Provided records:
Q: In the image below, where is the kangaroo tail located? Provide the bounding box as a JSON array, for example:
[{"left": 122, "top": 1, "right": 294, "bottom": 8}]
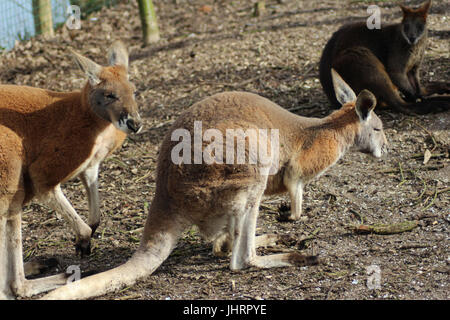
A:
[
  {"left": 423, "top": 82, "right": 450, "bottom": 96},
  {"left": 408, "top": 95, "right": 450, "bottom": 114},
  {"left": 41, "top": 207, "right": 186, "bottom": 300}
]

Instructions to follow:
Retype the entries word for word. Omit any images.

Task output:
Q: In the image below, where is the kangaroo tail located? Provide the bounding box as a JSON array, for example:
[{"left": 122, "top": 1, "right": 294, "bottom": 8}]
A:
[
  {"left": 423, "top": 82, "right": 450, "bottom": 96},
  {"left": 408, "top": 95, "right": 450, "bottom": 114},
  {"left": 41, "top": 207, "right": 186, "bottom": 300}
]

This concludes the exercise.